Problem requirements :: Locate the line that contains "Reviewer note: confirm that every instance of the stone" in the entries below. Retype it and all following lines through the final one, character for character.

Dataset excerpts ::

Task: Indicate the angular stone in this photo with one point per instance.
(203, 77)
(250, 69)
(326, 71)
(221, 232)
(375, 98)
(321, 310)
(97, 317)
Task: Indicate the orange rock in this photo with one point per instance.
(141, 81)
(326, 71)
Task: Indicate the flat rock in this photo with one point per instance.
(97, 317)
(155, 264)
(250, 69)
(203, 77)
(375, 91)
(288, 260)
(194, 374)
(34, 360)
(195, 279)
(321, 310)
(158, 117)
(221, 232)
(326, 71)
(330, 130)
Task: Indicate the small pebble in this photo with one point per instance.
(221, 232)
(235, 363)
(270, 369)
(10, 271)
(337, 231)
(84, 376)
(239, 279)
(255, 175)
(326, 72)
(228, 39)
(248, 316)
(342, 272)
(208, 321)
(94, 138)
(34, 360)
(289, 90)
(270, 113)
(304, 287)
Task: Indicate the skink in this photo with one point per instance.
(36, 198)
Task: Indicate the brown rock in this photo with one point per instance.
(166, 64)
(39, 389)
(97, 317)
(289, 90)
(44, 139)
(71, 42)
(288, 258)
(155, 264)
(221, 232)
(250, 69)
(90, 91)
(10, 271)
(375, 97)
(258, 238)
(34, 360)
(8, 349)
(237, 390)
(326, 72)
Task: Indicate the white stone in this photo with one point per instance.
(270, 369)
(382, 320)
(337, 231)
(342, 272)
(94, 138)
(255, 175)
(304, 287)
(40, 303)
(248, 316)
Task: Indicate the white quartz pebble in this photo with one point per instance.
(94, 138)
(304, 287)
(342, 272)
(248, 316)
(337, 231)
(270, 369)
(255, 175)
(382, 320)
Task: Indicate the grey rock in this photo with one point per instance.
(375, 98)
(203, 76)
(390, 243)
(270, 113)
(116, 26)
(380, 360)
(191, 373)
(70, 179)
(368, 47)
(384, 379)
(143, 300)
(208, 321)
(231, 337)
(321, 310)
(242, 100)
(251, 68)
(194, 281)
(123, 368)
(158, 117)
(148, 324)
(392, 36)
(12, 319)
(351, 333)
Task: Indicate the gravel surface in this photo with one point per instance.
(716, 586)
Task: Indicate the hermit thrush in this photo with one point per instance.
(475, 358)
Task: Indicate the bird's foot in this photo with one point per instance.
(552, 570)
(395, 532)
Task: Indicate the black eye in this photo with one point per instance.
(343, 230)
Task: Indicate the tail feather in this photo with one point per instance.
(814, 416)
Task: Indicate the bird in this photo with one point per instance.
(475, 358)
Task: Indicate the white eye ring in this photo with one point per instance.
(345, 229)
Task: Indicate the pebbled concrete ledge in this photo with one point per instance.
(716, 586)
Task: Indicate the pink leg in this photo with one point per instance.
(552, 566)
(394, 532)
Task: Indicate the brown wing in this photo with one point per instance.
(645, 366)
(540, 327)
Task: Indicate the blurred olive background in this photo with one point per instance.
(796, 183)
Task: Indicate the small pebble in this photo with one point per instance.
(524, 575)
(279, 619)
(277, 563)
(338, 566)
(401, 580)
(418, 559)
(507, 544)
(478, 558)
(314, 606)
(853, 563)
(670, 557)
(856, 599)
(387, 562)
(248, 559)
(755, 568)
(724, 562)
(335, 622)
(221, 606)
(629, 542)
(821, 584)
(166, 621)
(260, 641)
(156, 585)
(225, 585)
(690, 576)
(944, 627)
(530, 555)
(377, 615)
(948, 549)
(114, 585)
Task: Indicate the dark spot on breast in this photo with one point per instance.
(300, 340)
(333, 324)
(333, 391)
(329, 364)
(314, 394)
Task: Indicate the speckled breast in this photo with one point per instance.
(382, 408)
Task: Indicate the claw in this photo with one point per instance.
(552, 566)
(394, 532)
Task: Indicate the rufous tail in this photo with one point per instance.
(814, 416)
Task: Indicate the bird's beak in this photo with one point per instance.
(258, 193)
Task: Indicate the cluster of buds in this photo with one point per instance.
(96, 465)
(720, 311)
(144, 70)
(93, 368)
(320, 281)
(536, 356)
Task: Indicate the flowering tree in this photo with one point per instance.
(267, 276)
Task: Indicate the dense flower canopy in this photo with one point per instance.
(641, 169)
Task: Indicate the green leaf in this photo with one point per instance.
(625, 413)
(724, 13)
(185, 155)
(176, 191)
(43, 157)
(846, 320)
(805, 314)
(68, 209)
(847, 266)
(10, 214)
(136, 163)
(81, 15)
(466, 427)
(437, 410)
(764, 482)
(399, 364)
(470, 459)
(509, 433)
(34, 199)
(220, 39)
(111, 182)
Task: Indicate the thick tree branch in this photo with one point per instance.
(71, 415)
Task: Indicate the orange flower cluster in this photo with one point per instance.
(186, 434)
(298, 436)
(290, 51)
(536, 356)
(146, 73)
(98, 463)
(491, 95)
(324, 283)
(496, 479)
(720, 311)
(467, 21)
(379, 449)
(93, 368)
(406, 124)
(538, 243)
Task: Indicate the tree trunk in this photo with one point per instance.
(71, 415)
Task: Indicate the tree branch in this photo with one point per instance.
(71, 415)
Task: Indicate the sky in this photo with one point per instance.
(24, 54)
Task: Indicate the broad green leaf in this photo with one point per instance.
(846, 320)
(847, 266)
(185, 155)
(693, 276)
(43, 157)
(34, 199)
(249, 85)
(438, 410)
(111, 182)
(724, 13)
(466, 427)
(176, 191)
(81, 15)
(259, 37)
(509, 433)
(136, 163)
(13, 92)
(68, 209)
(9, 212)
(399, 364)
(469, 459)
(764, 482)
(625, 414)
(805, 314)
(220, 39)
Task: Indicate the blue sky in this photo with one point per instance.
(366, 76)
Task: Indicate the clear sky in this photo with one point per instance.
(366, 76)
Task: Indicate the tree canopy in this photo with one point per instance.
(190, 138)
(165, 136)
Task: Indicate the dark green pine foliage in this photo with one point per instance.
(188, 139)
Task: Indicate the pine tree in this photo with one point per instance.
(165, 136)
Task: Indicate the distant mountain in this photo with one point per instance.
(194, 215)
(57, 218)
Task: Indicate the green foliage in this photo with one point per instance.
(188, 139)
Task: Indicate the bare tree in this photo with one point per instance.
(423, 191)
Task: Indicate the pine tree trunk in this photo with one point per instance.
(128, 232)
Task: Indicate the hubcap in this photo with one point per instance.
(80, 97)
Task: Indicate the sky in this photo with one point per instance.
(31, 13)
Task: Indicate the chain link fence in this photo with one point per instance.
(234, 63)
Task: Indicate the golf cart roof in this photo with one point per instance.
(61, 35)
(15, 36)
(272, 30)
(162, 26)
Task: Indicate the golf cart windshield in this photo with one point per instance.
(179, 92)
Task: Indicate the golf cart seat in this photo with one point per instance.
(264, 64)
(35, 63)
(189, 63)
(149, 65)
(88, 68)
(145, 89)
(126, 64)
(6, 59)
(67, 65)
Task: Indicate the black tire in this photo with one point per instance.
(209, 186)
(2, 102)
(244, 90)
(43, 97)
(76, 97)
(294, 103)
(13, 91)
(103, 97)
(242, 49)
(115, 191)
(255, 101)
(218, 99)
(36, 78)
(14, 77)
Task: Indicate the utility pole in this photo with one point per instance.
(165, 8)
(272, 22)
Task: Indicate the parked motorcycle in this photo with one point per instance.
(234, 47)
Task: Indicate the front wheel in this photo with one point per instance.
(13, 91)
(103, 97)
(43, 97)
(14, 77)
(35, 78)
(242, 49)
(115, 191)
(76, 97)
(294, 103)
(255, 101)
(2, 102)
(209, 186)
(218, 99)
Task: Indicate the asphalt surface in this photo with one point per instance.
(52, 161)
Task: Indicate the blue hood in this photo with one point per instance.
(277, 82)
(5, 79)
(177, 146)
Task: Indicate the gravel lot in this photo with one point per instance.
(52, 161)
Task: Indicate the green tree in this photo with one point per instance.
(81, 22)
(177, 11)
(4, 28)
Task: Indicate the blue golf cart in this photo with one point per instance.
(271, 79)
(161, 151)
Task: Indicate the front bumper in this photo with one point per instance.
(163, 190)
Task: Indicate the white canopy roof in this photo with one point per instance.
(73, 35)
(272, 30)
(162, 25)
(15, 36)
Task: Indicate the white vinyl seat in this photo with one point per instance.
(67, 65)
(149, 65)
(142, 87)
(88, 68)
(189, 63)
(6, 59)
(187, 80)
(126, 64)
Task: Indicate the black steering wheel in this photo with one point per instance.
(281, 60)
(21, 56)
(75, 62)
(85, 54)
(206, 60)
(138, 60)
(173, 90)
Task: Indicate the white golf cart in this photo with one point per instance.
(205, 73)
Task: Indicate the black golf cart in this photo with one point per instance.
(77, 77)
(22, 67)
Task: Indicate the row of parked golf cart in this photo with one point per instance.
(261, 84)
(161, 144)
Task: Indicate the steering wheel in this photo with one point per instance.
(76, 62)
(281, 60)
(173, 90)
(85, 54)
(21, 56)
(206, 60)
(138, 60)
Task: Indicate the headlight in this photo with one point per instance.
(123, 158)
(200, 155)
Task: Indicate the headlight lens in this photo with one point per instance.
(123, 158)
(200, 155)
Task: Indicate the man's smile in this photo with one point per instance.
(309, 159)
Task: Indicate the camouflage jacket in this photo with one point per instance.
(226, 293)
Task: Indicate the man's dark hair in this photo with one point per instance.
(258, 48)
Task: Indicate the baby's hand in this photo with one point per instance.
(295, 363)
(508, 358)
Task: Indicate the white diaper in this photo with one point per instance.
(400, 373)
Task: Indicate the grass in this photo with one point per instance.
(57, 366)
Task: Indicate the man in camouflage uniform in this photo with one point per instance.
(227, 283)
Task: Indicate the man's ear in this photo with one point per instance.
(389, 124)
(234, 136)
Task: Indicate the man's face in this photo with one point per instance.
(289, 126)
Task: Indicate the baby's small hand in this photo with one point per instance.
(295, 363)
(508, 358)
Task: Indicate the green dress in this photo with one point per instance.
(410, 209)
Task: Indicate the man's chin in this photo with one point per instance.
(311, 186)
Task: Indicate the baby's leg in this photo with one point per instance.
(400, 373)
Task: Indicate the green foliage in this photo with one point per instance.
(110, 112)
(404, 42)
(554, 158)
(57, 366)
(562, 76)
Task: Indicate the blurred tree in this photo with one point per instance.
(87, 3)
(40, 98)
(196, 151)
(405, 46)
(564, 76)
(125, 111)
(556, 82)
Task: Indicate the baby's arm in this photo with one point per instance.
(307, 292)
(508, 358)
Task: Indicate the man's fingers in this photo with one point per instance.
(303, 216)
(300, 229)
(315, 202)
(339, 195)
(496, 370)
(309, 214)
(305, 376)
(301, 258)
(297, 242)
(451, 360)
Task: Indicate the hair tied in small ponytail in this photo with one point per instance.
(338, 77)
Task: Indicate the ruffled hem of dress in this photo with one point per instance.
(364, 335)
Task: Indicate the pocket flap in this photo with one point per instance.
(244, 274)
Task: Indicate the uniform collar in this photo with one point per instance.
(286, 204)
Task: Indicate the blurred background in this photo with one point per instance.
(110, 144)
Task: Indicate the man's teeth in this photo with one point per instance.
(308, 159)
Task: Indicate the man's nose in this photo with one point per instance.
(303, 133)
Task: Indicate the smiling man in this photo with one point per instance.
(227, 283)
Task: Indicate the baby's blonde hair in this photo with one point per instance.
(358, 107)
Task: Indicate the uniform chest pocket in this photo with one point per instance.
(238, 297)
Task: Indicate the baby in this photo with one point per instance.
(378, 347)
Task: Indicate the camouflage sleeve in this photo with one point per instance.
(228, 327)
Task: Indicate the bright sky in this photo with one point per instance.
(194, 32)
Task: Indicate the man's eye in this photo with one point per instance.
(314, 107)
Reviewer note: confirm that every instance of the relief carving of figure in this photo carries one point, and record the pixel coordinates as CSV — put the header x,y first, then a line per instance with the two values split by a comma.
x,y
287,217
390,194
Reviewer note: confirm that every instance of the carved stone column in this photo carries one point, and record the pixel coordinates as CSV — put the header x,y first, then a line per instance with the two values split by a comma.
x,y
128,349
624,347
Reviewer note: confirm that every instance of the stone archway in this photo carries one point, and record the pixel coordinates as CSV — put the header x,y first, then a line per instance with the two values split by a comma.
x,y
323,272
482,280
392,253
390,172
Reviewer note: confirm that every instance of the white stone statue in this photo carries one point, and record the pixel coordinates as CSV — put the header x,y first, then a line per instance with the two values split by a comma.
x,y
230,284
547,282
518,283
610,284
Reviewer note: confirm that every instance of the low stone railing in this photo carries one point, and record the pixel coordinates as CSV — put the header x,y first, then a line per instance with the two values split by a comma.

Expected output ::
Reviewer note: confirm that every instance of the stone archway in this photo carries one point, and record the pixel coordinates as CSV — put the header x,y first, then a line per instance with the two values split by a comma.
x,y
323,272
482,280
392,253
390,172
Reviewer note: confirm that every instance of the white stone statue in this photo carries one point, and record the pixel coordinates as CSV — put the header x,y first, then a line per instance with the two values split by a comma.
x,y
230,284
547,282
518,283
610,284
Reviewer note: confirm that every instance of the low stone railing in this photo carries one point, and record the pixel coordinates as CSV — put the header x,y first, then a line per instance with the two values split by a comma.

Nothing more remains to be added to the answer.